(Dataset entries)
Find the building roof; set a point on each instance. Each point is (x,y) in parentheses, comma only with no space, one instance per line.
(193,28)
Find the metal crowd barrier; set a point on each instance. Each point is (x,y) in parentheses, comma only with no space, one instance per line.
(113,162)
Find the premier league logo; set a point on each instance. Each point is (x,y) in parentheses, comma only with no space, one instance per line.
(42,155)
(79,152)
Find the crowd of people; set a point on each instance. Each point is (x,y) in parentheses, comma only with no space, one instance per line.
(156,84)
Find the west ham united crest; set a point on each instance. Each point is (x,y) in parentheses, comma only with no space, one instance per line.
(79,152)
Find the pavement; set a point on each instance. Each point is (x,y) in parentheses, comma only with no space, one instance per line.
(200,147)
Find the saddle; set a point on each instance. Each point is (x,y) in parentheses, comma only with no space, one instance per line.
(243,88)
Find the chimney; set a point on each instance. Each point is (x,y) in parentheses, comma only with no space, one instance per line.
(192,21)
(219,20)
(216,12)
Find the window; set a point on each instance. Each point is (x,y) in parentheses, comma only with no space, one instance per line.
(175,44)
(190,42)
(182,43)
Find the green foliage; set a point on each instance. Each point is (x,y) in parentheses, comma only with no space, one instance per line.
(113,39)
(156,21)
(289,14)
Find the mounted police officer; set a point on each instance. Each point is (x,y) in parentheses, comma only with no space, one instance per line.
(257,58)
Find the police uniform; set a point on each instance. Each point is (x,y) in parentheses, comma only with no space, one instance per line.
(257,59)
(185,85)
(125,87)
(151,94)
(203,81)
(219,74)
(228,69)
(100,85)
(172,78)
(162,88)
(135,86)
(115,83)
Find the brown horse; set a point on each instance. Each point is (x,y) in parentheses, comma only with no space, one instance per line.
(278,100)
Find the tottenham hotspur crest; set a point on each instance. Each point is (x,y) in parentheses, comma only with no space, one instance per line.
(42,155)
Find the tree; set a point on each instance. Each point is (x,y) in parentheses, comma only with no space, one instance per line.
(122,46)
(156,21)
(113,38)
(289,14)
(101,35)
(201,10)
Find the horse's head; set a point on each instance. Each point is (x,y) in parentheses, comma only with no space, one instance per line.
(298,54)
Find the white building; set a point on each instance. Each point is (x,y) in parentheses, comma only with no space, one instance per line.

To be done:
Reproduce all of the data above line for line, without any alteration.

Correct result:
Find the building roof; set a point on each instance. Each point is (x,y) in parentheses, comma only with no space, one instance per line.
(193,28)
Find the metal crowd barrier; set a point on each instance. Each point is (x,y) in parentheses, comma only with no space, one instance per line.
(113,162)
Find the premier league logo; set a point on each instance. Each point is (x,y) in parentheses, comma only with no space, one instance per line.
(42,155)
(79,152)
Find the crowd of people; set a point on each instance. Each point is (x,y) in parentheses, comma only with no space, one instance per line.
(156,84)
Find the west ham united crest; set a point on each instance. Each point is (x,y) in parentheses, comma only with no space, one instance per line.
(79,152)
Find the pavement; set a point on each instance. Each point is (x,y) in parentheses, comma only with no space, one instance per line.
(200,147)
Find the saddle; set a point on each instance. Each point is (x,y) in parentheses, comma only with no space, one instance per line.
(243,88)
Find the chimney; set a point on each instance. Each point is (x,y) in parentheses, comma only with no space, one instance per line.
(192,21)
(219,20)
(216,12)
Find the window; set a point on each instance. Each point is (x,y) in parentheses, comma only with no space, one instance per line.
(175,44)
(190,42)
(182,43)
Find the green foliage; set a point on each instance. Each point is (x,y) in parentheses, comma only with no space, one instance per line.
(113,39)
(156,21)
(289,14)
Find the mounted police officer; set a point on each instance. Each point is (x,y) in parentheses, comma only with no space, one instance per line.
(257,58)
Find the police uniform; set a point on each instance. Each point is (x,y) in parentheses, comma only with no space, one instance per line.
(257,59)
(185,85)
(125,87)
(151,94)
(203,81)
(219,74)
(228,69)
(100,85)
(172,78)
(162,88)
(135,86)
(115,83)
Find the brown horse; set a point on each instance. Each point is (x,y) in parentheses, comma only with no space, one instance per line.
(278,100)
Find the tottenham hotspur crest; set a point on each instance. Each point is (x,y) in parentheses, comma only with no space, one instance per line.
(42,155)
Find the tree; set a point on each instance. Each point is (x,y) in parentheses, comma only with no space, one instance per line.
(122,46)
(156,21)
(113,38)
(289,14)
(101,35)
(201,10)
Find the horse's head; set a point on each instance. Each point is (x,y) in parentheses, comma only with no space, one instance per line.
(298,54)
Find the white building; set a point on each instance. Each point is (x,y) in parentheses, comma only with no space, one instance per line.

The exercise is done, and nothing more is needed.